The president’s plan would give businesses a 50% tax credit on the first $10,000 in wages earned by a long-term welfare recipient. But the report said that would not be an incentive in California, because 40% of businesses declare net operating losses each year.
The task force recommended altering the president’s proposal by allowing companies to elect to receive a federal refund of up to 50% of the credit amount or a maximum of $2,500.
As a second option, the report said companies should be allowed to apply the credit back as far as three years or forward as far as 15 years, so it could be used in a profitable year.
The report proposed that the state offer a state welfare-to-work tax credit that is similar to the federal credit, but only a third of its value.
Connell said the legislation will have to be carefully worded so that businesses will not be encouraged to fire those already working to make way for welfare recipients and tax credits that they provide.
“The most sensitive issue that we have to deal with here in California is how not to disadvantage the working poor, who have struggled to be independent and have not received the support of welfare benefits,” she said.
Connell said her group would also be pushing county welfare departments to take advantage of new technology to reduce the mountains of paperwork following each welfare recipient.
She said the group will urge counties to use electronic cards, much like a credit or ATM card, which would be coded with each recipient’s benefits. The cards would be used during the transition period, as recipients move from welfare to work.
Called a “smart card,” Connell said, the electronic device would reduce fraud by requiring the use of passwords.

## Instructions to follow
Write out the welfare-to-work article word for word, between "She said the" and "welfare to work.", inclusive.

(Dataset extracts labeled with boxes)
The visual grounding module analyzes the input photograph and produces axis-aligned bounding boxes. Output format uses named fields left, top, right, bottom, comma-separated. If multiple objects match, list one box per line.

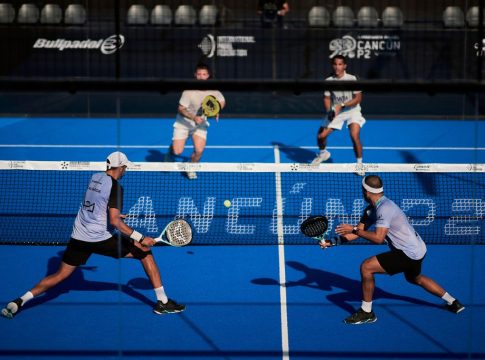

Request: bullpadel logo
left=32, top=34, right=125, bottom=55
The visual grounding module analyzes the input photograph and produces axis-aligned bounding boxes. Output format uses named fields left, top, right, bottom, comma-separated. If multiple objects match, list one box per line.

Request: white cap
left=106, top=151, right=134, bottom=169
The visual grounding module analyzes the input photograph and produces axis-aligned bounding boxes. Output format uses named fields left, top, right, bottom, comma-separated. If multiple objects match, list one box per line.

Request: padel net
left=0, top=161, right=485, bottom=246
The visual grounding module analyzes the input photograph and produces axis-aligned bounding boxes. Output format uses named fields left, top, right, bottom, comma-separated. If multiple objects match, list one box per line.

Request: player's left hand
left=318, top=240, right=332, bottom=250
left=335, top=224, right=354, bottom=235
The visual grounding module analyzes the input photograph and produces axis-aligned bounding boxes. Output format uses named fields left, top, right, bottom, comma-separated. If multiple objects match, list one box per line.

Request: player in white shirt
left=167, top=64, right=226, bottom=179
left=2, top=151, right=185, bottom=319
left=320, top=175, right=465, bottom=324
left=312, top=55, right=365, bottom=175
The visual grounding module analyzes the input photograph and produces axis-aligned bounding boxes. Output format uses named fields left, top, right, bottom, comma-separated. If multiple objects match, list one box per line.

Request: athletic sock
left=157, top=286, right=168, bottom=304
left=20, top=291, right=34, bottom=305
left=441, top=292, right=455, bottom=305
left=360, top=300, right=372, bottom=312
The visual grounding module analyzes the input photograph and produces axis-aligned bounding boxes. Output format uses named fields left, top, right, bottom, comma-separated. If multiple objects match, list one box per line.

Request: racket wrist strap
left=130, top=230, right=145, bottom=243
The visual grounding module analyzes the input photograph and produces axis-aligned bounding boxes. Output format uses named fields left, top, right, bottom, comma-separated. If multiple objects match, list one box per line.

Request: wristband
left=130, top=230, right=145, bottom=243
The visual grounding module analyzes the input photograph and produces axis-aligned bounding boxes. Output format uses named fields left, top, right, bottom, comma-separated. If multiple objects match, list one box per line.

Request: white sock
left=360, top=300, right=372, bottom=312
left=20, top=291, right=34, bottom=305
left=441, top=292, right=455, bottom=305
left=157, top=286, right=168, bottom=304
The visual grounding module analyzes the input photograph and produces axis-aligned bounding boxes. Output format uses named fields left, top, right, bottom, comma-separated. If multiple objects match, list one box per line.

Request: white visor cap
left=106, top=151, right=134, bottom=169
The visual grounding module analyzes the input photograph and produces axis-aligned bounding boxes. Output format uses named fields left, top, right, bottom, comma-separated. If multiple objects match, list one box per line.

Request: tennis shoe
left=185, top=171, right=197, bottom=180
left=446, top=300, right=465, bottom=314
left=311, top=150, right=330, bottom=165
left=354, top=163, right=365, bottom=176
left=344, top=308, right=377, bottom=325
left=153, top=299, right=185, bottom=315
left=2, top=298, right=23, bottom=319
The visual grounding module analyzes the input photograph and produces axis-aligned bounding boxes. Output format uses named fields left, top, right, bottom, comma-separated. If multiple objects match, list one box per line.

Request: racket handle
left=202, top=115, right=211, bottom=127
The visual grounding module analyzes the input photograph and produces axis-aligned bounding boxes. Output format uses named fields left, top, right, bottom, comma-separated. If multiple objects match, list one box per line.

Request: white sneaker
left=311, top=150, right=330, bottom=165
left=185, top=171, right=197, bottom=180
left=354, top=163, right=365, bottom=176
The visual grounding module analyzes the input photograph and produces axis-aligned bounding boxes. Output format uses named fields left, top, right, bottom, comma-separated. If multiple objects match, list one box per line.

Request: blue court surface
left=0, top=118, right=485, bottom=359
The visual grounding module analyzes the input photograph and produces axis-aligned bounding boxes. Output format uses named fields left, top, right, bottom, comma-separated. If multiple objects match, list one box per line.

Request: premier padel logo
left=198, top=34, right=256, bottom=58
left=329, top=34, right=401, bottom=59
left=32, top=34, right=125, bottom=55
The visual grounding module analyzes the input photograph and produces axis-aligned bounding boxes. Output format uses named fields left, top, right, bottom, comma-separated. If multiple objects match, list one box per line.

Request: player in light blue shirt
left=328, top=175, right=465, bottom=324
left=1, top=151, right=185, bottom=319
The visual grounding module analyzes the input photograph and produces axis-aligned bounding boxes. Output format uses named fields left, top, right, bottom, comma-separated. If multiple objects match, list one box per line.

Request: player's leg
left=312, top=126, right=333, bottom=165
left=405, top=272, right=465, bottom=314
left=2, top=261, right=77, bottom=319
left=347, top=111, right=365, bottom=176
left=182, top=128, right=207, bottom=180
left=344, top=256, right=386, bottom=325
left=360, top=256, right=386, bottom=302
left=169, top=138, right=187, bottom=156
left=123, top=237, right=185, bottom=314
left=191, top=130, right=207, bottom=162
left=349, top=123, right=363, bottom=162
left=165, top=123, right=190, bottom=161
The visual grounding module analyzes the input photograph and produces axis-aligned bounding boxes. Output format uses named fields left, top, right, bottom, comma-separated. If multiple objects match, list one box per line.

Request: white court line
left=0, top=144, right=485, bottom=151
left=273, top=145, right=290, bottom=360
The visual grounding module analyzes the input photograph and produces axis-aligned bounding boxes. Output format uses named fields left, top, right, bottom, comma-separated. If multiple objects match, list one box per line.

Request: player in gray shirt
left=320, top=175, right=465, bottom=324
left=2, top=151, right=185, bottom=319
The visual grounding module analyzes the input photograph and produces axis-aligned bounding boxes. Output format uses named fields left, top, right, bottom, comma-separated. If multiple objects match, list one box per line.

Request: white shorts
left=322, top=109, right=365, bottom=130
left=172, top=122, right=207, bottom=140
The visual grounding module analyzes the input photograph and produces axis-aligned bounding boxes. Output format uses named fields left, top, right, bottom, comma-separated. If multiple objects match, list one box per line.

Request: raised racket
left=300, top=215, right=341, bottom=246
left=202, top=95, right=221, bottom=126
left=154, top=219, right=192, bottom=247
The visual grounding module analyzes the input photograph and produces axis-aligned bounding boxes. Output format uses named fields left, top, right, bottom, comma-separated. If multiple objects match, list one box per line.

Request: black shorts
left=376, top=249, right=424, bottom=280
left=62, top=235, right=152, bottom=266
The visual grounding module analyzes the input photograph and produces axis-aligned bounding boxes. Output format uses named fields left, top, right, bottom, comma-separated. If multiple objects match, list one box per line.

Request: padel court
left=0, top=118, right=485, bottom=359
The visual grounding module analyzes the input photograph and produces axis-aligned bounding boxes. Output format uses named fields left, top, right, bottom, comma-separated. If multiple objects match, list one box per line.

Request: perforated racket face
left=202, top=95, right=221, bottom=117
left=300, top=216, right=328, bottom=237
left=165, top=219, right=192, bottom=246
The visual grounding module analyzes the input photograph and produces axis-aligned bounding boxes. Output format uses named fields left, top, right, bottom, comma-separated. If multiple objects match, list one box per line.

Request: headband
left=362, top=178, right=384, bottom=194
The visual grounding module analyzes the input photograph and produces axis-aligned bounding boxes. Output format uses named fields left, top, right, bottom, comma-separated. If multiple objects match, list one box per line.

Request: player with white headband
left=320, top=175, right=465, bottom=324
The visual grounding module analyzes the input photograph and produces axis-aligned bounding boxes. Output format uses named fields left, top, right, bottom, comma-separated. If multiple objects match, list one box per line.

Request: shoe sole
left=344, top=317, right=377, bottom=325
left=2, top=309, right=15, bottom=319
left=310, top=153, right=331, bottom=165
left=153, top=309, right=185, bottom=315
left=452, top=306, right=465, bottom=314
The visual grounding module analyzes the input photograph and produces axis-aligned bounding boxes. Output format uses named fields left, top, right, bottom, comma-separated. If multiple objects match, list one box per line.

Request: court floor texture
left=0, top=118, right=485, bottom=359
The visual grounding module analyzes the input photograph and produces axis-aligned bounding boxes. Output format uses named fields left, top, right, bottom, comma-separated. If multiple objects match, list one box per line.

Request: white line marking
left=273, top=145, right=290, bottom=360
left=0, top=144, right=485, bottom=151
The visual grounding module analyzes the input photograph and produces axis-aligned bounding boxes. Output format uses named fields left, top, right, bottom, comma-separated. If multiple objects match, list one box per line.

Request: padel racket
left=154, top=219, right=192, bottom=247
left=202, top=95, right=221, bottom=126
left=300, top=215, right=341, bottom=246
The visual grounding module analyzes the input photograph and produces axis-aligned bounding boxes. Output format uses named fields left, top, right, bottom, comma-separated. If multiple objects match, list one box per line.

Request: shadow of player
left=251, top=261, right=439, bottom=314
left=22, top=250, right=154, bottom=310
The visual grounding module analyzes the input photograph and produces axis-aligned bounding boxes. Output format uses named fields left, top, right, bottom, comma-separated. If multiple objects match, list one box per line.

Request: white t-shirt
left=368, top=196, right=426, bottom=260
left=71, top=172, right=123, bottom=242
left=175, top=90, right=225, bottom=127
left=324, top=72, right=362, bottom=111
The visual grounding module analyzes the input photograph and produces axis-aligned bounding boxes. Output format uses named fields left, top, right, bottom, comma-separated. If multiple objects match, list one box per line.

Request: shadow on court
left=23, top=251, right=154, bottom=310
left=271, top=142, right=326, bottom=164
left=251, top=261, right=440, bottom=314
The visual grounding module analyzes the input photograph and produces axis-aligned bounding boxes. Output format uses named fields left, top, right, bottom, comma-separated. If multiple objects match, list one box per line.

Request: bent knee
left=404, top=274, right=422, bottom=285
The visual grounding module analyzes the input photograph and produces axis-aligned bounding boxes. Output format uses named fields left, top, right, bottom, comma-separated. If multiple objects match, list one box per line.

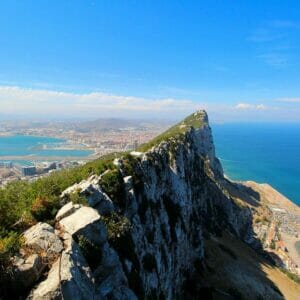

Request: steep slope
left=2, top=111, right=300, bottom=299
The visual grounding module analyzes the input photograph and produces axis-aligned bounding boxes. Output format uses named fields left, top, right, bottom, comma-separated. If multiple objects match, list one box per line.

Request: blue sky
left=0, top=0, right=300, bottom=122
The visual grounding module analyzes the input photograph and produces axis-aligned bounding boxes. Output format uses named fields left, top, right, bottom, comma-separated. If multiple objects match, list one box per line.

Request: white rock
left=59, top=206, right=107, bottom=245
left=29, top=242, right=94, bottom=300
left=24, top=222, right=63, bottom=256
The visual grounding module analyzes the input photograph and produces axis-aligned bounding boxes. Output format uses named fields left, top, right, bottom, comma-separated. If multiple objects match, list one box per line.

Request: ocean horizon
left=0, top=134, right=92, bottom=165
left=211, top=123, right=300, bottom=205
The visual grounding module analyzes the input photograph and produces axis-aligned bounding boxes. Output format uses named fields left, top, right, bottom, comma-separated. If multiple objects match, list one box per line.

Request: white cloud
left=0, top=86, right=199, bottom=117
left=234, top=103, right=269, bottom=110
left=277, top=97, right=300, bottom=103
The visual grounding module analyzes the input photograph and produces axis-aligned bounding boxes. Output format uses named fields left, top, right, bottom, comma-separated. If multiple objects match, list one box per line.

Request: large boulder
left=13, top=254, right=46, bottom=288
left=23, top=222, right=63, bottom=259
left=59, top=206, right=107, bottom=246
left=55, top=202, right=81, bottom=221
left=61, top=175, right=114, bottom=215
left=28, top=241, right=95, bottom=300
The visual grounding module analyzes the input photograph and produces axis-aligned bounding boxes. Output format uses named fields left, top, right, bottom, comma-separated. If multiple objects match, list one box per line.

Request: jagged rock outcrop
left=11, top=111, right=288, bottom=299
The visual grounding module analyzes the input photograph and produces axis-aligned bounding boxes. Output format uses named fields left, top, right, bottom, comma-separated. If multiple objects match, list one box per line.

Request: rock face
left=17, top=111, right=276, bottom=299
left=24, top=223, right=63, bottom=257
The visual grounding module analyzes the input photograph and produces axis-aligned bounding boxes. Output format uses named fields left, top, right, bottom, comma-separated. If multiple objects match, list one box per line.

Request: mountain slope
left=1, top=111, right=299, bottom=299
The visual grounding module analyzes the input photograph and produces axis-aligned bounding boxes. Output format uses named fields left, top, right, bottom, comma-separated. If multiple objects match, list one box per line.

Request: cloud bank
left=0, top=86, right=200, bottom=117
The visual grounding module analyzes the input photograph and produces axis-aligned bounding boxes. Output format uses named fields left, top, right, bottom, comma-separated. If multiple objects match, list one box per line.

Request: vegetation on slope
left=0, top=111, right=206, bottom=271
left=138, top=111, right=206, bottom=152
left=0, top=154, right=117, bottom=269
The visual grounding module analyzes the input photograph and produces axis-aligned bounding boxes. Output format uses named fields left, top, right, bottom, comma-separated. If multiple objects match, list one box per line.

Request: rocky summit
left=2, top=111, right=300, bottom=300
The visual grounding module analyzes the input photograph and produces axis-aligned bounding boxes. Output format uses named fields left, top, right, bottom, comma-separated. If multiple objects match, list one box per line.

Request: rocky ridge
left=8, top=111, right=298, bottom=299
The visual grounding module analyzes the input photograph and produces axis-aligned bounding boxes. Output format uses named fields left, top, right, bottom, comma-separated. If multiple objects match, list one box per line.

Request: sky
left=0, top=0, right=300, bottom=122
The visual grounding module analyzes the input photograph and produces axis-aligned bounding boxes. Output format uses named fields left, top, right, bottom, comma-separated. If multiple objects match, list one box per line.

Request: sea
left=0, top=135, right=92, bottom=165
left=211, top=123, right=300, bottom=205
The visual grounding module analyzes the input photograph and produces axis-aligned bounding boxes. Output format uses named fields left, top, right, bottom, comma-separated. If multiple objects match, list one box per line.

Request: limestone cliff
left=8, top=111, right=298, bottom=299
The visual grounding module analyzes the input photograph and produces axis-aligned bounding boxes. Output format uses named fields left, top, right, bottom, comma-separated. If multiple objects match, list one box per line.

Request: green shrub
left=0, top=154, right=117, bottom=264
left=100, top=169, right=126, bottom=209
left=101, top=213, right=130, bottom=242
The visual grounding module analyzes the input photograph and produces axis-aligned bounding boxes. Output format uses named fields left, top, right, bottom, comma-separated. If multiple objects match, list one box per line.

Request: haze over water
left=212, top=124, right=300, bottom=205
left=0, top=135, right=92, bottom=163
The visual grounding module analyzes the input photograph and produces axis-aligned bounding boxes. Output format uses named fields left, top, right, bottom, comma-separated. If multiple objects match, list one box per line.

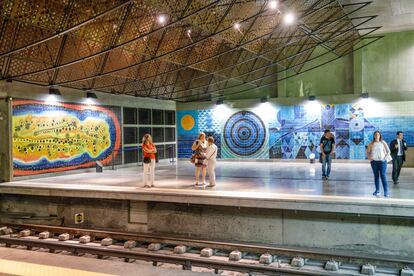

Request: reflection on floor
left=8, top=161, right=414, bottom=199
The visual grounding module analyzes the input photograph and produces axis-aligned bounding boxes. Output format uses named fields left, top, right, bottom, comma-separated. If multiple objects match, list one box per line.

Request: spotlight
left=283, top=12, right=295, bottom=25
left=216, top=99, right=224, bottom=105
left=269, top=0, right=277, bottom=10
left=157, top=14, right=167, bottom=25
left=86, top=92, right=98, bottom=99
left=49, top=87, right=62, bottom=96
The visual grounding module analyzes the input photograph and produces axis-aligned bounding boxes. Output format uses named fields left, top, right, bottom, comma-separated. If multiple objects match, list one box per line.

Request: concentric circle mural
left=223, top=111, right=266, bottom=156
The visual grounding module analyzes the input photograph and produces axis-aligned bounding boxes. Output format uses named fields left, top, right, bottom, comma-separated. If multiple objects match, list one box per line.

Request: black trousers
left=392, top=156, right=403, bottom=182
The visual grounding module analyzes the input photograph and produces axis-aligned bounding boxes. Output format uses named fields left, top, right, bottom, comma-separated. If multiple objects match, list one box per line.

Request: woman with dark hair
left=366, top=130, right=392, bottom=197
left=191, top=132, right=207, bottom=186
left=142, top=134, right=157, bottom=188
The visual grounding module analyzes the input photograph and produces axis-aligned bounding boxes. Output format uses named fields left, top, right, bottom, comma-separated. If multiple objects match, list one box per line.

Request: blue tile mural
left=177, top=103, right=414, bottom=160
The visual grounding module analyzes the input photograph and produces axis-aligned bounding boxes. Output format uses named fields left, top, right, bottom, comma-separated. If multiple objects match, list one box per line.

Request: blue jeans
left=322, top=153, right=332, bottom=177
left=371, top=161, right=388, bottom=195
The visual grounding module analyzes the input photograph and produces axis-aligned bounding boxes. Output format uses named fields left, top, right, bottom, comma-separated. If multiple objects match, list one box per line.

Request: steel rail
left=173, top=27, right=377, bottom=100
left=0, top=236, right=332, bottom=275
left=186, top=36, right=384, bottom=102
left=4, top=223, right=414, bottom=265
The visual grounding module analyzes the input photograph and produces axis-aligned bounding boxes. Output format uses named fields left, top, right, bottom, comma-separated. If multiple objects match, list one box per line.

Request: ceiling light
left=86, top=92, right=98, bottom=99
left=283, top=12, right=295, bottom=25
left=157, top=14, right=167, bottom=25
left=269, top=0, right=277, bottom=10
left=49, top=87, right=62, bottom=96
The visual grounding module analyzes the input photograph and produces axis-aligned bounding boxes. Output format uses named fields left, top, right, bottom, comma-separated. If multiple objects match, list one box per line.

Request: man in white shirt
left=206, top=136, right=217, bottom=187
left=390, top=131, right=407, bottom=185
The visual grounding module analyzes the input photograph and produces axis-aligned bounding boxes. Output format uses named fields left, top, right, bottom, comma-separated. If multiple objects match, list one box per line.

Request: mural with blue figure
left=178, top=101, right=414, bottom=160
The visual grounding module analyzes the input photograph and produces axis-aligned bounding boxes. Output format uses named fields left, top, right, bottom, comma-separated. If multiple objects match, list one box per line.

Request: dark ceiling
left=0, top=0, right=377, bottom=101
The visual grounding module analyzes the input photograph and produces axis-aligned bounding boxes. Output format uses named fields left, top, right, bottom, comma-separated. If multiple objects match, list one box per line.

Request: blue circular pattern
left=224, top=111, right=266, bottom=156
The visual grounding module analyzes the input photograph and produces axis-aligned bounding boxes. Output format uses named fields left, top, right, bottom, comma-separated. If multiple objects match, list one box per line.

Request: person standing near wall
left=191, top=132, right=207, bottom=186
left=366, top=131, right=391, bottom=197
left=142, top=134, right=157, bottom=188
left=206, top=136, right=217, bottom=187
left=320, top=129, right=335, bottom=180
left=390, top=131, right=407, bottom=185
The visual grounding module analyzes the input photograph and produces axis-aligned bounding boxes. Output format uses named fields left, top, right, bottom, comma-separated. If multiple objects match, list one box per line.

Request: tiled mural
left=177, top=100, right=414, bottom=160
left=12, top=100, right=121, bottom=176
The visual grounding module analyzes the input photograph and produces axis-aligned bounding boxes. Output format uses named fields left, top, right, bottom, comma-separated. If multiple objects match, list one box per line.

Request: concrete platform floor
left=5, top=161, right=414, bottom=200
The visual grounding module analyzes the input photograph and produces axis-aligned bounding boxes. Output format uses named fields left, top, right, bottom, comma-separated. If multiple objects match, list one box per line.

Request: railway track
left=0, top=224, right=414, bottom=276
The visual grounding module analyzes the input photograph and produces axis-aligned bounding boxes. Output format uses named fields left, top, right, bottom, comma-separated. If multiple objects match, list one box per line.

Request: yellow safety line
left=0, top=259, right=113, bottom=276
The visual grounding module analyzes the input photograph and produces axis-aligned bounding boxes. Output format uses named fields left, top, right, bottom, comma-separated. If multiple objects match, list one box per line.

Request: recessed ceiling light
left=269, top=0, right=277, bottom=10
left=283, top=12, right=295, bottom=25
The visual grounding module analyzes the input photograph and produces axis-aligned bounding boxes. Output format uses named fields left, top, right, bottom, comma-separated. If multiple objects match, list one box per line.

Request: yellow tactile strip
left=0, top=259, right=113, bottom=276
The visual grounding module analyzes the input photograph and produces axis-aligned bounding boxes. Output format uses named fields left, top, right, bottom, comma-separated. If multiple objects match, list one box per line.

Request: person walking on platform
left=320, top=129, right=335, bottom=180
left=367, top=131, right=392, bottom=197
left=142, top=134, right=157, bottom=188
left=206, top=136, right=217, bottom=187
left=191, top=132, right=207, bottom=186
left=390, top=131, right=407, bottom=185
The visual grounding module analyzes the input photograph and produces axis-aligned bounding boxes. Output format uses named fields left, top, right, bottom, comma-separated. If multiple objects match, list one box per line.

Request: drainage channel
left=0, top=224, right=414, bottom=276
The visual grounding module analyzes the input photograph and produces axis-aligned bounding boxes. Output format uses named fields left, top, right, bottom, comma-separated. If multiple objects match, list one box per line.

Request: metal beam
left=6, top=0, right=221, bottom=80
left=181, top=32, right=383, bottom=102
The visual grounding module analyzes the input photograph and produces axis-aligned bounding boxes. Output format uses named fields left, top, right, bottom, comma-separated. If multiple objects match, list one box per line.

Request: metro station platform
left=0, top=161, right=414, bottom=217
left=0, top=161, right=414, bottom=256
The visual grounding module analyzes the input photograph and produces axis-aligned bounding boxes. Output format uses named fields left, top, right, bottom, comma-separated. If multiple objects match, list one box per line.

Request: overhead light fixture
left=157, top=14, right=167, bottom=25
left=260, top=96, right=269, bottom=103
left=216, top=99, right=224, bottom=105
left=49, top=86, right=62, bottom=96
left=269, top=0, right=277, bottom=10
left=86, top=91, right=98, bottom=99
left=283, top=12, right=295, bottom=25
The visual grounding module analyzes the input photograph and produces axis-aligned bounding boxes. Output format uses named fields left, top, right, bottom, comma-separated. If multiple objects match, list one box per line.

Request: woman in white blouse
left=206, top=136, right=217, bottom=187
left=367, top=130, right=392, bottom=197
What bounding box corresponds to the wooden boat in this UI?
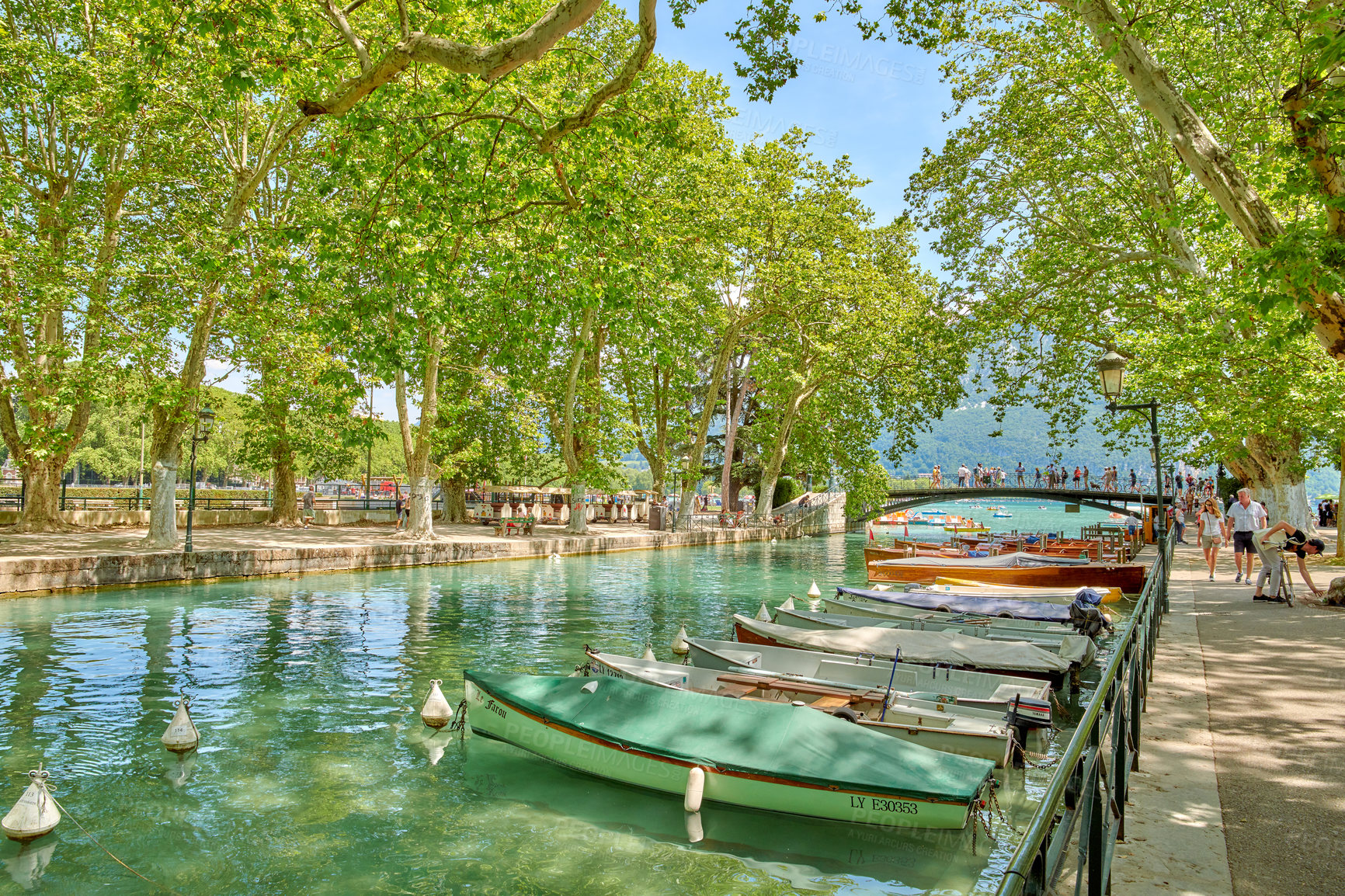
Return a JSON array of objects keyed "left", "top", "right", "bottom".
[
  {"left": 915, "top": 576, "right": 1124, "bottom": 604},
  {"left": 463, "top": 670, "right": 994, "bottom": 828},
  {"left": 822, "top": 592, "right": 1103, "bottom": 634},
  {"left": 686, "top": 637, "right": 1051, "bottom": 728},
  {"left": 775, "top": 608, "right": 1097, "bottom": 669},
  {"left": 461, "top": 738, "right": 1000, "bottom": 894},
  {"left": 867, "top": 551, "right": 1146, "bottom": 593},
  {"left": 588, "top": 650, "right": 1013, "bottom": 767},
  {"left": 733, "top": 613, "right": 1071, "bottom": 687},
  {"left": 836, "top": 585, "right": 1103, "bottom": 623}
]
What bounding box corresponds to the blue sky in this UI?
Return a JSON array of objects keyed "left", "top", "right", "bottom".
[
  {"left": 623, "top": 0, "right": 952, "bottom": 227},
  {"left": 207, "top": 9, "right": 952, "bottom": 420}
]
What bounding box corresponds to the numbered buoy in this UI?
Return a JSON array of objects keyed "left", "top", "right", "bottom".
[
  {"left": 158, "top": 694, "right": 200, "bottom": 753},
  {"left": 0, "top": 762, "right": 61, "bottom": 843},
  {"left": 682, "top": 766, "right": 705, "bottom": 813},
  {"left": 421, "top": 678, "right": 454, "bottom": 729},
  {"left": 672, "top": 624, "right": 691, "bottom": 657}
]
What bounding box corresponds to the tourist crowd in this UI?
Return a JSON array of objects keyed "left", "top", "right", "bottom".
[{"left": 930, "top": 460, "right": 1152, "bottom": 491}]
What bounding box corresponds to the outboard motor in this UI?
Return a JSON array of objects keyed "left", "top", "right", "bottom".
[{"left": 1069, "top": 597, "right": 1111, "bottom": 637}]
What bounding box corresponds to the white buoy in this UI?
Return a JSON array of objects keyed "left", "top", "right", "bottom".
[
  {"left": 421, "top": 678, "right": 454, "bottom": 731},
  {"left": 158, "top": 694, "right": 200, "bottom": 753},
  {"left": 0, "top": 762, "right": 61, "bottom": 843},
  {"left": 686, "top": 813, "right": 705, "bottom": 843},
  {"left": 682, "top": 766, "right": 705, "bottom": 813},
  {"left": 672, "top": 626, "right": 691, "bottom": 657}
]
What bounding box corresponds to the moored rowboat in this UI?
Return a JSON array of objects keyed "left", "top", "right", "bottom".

## Task result
She said the group will urge counties to use electronic cards, much like a credit or ATM card, which would be coded with each recipient’s benefits. The cards would be used during the transition period, as recipients move from welfare to work.